Skip to main content
The Vector Store RAG template enables you to build a retrieval-augmented generation (RAG) system that grounds AI responses in your own documents using a vector database, optimized prompting, and dynamic execution. This advanced setup combines vector-based knowledge retrieval with prompt optimization and the LLMC Executor to deliver consistently high-quality, context-grounded answers.

Prerequisites

  • OpenAI API Key (required for both embeddings and model)
  • A document file (PDF, TXT, MD, CSV, JSON, DOCX, etc.)
  • Basic familiarity with LLMC components

Create the Vector Store RAG Flow

1. Load Your Documents

  • Start with the Load Data Flow (top-right section of the workspace).
This flow prepares your knowledge base for retrieval. Steps:
  • Upload your document using the File component.
  • Split the content into manageable text chunks via Split Text.
  • Generate embeddings with OpenAI Embeddings (text-embedding-3-small).
  • Store embeddings in LLMC Vector DB for future semantic retrieval.
Ensure your OpenAI API Key is added to the Embeddings component.

2. Ask Questions Using RAG

Once your data is embedded, switch to the Retriever Flow (bottom section). Components:
  • Chat Input - Enter your question in the Playground.
  • OpenAI Embeddings - Converts your query into a vector for semantic search.
  • LLMC Vector DB - Retrieves relevant document chunks based on your query.
  • Parser - Formats and cleans retrieved content for the LLM.
  • Prompt - Combines the retrieved context with your question into a structured prompt.
  • LLMC Executor - Executes the prompt using the selected model and returns the answer.
  • Chat Output - Displays the final response in the Playground.
Try different search queries to see how the retrieved context changes.

3. Optimize Your Prompts

Use the Prompt Optimizer Flow (top-left section) to refine your prompt instructions and improve response quality. How it works:
  • Automatically generates prompt variations and test cases.

• [EXERCISE DATA]:
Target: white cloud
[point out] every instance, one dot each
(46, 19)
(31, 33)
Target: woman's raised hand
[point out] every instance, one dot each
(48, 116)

• [WHAT THE TASK ASKS]:
Using the Vector Store RAG guide, answer yes or no to each statement, and quote the exact words from the guide that decide it. 1. The Load Data Flow creates embeddings with the text-embedding-3-small model. 2. The Retriever Flow sits in the top-left section of the workspace. 3. The OpenAI API Key is needed only for the model, not for the embeddings. The items have no role in any of the tasks.

• [RESPONSE BELOW]:
1. Yes: "Generate embeddings with OpenAI Embeddings (text-embedding-3-small)."
2. No: "switch to the Retriever Flow (bottom section)"
3. No: "OpenAI API Key (required for both embeddings and model)"